Task to carry out:
Identify each line in the records below that contains the word "clock", and copy it.

---- Input data

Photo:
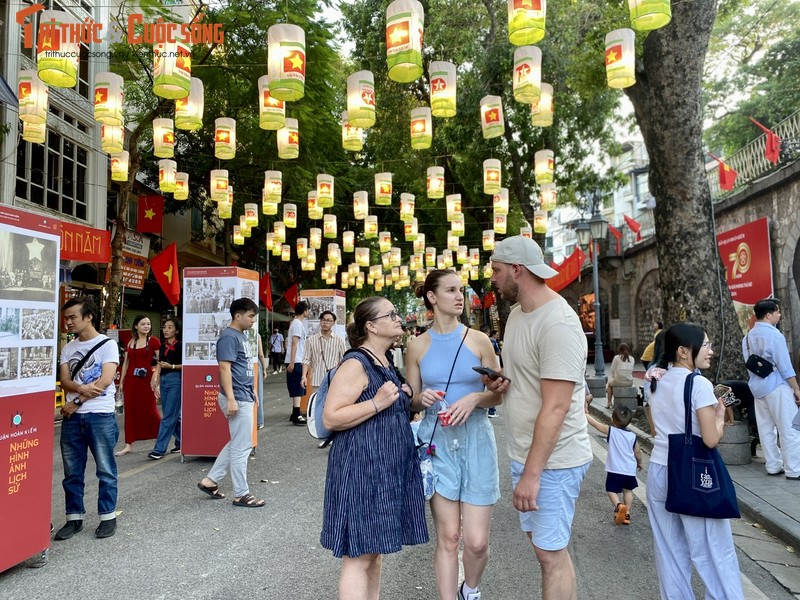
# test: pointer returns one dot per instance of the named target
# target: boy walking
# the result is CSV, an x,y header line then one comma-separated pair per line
x,y
623,460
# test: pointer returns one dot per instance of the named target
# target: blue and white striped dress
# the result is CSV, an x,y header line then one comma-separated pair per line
x,y
374,502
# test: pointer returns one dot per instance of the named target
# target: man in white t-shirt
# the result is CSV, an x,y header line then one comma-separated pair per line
x,y
90,421
544,356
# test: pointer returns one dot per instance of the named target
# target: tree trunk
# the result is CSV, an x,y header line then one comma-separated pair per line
x,y
667,102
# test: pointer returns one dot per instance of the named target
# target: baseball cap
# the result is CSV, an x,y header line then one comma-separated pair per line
x,y
518,250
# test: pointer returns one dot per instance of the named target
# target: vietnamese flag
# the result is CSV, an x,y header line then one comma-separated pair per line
x,y
165,270
150,214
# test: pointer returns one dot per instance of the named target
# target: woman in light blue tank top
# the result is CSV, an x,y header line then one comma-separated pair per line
x,y
466,480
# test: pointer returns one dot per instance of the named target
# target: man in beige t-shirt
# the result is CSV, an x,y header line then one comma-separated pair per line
x,y
544,357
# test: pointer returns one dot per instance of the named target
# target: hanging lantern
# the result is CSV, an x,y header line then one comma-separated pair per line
x,y
421,128
286,62
488,240
647,15
166,175
271,111
225,138
526,20
435,182
163,138
527,74
492,123
405,20
58,52
383,189
370,227
289,140
107,99
360,205
290,215
500,202
325,190
219,185
548,198
36,133
189,110
442,75
543,166
491,176
181,186
453,202
119,165
621,58
112,138
172,70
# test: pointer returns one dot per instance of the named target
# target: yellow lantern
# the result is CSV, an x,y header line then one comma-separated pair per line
x,y
107,99
225,138
488,240
36,133
189,110
527,74
383,189
325,190
361,99
119,165
219,185
540,221
172,70
286,62
492,122
370,227
112,138
271,111
500,202
181,186
442,75
526,19
166,175
32,96
542,111
647,15
163,138
329,226
492,179
421,128
435,182
544,166
405,20
360,205
621,58
289,140
352,136
58,48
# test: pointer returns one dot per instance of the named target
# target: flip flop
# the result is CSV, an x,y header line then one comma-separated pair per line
x,y
211,491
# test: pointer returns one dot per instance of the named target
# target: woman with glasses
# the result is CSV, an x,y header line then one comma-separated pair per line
x,y
374,504
466,481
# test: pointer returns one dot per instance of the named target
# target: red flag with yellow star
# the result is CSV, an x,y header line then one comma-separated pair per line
x,y
165,270
150,214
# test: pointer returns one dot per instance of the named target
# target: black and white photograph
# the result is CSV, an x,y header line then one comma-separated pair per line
x,y
38,324
26,271
37,361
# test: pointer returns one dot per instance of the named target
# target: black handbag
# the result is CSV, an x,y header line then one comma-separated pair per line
x,y
698,483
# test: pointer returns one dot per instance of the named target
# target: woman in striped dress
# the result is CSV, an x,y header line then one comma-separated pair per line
x,y
374,502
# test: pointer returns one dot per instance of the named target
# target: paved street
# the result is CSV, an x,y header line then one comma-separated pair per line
x,y
174,542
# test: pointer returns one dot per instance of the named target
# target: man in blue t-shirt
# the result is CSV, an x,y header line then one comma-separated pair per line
x,y
236,397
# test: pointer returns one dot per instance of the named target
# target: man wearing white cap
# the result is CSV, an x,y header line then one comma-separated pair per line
x,y
544,358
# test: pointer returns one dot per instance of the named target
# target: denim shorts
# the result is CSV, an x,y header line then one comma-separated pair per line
x,y
550,526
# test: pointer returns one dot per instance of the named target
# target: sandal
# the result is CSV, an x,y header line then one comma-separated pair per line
x,y
249,501
211,491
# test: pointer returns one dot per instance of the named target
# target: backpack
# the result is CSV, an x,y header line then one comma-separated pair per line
x,y
316,402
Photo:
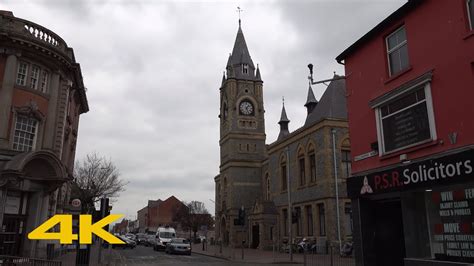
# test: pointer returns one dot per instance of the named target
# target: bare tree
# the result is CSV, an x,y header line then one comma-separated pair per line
x,y
193,217
97,177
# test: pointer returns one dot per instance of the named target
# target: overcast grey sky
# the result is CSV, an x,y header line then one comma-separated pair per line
x,y
153,71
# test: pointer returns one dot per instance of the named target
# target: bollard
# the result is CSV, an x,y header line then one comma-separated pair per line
x,y
331,256
304,256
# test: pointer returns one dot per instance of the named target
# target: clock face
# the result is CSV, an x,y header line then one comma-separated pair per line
x,y
246,108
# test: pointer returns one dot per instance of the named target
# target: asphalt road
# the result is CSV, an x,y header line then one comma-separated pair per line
x,y
147,256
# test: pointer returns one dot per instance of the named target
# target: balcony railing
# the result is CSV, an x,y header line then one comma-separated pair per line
x,y
24,30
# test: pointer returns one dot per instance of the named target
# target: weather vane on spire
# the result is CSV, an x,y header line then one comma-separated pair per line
x,y
239,10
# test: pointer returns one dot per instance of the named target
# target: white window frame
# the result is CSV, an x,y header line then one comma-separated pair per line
x,y
469,15
35,133
431,120
35,77
44,78
397,47
22,81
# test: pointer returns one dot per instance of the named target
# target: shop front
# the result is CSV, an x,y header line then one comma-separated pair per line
x,y
416,213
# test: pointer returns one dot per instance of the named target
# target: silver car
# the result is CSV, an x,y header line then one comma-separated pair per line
x,y
179,246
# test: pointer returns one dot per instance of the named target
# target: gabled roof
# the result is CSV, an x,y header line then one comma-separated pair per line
x,y
332,104
399,13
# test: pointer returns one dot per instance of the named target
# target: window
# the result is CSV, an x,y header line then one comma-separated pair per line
x,y
299,221
245,69
302,172
34,77
268,188
22,72
284,183
322,219
44,81
25,132
470,13
346,163
407,120
309,220
397,51
348,219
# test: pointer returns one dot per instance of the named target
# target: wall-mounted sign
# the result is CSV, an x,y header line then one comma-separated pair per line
x,y
365,155
451,216
443,171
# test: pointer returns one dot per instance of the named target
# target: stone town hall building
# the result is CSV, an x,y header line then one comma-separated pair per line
x,y
253,175
42,96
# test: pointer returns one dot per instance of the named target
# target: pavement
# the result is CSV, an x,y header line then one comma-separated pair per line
x,y
251,256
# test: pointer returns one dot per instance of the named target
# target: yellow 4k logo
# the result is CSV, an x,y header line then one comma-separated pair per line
x,y
86,228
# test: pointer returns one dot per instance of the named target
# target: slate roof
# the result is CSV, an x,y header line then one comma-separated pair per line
x,y
332,104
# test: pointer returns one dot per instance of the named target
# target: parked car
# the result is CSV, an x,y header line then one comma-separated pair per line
x,y
128,243
178,246
163,236
141,239
150,240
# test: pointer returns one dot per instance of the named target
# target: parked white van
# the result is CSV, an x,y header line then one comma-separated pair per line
x,y
163,236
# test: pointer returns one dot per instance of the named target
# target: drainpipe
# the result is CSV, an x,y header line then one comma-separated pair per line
x,y
333,131
290,212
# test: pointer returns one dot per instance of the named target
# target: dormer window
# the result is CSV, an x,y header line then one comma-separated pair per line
x,y
245,68
397,51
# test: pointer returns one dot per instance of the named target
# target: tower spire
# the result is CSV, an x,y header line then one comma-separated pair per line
x,y
284,121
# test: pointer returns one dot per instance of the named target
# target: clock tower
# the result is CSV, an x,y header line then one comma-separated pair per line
x,y
242,142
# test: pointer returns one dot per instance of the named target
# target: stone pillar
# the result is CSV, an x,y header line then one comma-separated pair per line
x,y
6,95
50,124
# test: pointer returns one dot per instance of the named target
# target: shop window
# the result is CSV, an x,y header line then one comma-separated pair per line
x,y
470,13
346,163
397,51
309,220
348,219
322,219
406,120
25,133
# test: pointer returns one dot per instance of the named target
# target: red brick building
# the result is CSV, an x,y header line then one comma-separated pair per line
x,y
410,84
42,95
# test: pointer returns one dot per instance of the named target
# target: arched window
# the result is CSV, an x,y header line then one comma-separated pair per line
x,y
267,183
301,167
312,163
283,171
345,159
26,130
470,13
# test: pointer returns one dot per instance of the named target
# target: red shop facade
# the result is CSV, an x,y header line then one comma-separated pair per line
x,y
410,85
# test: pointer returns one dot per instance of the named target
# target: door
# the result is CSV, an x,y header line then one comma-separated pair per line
x,y
11,235
389,237
255,236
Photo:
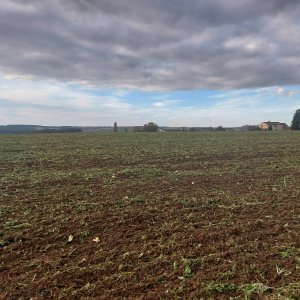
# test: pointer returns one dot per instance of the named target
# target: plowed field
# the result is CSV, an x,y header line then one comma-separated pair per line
x,y
150,216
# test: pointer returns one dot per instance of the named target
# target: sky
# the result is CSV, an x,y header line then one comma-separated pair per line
x,y
173,62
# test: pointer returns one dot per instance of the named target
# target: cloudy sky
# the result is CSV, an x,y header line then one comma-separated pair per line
x,y
174,62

--------

Your solution:
# target: clock face
# target: clock tower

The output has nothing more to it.